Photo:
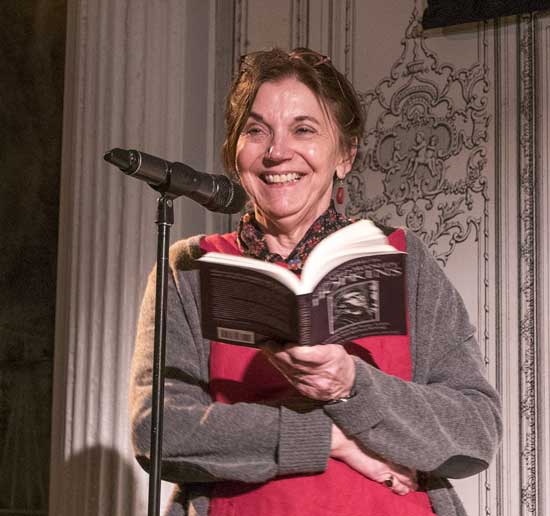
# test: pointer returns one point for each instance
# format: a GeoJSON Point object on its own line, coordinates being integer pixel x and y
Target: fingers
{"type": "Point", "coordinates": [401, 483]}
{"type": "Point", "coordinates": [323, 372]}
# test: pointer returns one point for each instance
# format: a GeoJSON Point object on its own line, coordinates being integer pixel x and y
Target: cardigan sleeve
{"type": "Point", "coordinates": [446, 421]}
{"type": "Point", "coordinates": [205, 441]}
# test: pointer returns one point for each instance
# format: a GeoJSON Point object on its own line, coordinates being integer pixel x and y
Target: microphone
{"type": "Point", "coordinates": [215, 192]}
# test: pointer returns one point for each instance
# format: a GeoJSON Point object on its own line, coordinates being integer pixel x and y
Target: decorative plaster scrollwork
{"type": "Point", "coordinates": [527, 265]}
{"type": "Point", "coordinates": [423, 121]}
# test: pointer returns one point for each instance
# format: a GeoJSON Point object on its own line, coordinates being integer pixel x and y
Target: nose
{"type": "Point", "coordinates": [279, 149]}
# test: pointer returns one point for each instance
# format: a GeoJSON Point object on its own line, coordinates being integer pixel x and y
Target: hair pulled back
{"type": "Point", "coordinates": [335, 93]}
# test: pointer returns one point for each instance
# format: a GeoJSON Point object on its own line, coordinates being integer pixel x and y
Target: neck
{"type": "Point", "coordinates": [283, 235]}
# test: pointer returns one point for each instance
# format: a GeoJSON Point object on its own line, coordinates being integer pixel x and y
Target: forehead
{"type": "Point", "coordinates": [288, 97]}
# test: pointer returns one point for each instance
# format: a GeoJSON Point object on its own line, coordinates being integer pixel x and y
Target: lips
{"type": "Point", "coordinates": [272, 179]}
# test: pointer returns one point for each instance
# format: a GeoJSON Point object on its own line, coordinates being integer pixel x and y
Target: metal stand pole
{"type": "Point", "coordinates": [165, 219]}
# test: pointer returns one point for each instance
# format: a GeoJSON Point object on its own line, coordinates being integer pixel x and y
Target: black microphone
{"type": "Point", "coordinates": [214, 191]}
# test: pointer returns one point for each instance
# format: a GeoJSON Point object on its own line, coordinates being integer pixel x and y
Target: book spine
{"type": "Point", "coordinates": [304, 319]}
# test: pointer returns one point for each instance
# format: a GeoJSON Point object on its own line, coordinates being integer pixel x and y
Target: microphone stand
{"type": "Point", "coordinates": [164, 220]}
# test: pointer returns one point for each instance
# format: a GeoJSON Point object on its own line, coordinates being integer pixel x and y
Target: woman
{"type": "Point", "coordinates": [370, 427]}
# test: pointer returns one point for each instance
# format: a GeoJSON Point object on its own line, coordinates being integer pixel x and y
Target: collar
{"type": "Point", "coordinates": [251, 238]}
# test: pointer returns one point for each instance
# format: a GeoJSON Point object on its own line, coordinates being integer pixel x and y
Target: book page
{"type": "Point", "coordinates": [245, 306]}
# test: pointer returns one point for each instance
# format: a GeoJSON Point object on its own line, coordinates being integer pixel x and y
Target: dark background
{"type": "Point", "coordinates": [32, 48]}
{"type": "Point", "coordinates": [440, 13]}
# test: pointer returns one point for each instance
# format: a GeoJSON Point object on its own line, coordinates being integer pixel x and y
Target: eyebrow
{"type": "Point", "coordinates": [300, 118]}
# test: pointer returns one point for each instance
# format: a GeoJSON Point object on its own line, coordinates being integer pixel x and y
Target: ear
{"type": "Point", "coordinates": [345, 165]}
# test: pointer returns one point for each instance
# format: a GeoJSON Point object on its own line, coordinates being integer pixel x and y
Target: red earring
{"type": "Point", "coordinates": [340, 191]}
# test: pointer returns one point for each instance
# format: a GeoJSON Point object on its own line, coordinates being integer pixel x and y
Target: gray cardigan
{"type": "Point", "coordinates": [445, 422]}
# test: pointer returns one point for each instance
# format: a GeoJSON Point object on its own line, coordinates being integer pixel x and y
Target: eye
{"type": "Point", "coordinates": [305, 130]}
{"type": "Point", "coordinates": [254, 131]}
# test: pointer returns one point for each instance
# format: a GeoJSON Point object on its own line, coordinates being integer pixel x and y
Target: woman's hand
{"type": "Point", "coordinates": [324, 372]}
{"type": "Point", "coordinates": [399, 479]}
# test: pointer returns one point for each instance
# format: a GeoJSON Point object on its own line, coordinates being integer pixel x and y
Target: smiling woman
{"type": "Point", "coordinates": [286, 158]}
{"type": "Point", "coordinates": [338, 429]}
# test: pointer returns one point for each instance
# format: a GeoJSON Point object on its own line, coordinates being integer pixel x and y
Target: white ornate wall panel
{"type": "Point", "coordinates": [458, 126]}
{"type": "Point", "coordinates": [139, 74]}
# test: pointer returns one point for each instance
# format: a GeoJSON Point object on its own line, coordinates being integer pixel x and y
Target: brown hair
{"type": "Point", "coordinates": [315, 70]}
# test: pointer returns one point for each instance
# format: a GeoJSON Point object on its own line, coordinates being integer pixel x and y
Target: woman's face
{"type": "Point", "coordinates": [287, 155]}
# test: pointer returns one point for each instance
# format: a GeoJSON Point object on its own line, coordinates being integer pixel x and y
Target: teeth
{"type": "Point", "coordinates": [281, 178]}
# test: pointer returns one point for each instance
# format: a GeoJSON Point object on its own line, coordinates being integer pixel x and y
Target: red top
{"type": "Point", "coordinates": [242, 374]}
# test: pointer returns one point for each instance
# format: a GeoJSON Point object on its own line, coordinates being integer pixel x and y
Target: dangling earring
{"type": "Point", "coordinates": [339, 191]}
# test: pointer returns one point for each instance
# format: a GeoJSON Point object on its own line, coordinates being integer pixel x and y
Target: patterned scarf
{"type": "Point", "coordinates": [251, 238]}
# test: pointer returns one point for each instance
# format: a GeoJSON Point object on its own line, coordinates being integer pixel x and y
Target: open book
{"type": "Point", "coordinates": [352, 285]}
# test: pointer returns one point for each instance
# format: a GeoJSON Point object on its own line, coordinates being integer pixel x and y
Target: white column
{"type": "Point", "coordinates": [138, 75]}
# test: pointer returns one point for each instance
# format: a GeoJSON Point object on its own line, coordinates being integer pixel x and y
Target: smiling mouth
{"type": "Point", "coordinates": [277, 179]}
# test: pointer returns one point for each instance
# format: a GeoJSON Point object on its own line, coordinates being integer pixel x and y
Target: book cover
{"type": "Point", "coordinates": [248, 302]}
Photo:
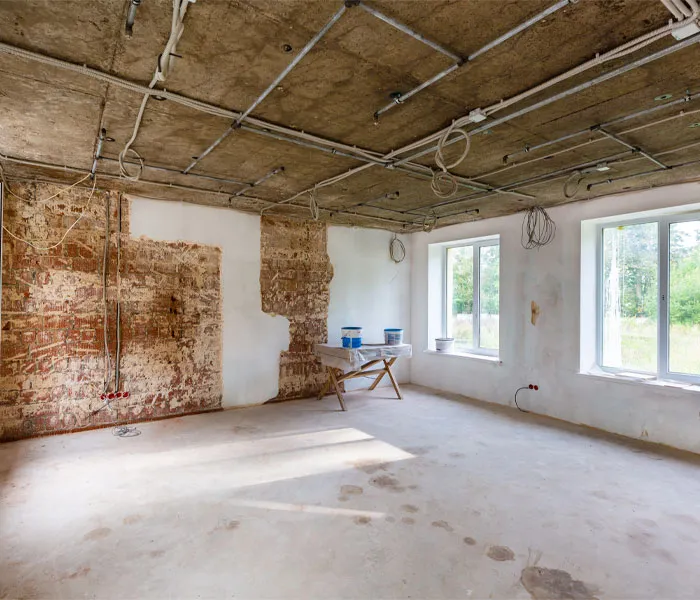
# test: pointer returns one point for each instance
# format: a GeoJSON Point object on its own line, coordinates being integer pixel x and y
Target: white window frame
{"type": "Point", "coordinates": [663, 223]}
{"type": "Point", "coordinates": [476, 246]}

---*---

Filter the lines above, keeping every one that contains the word "book", and copy each of those lines unchanged.

Worked answer =
Target: book spine
Target: book page
Target: open book
Target: book cover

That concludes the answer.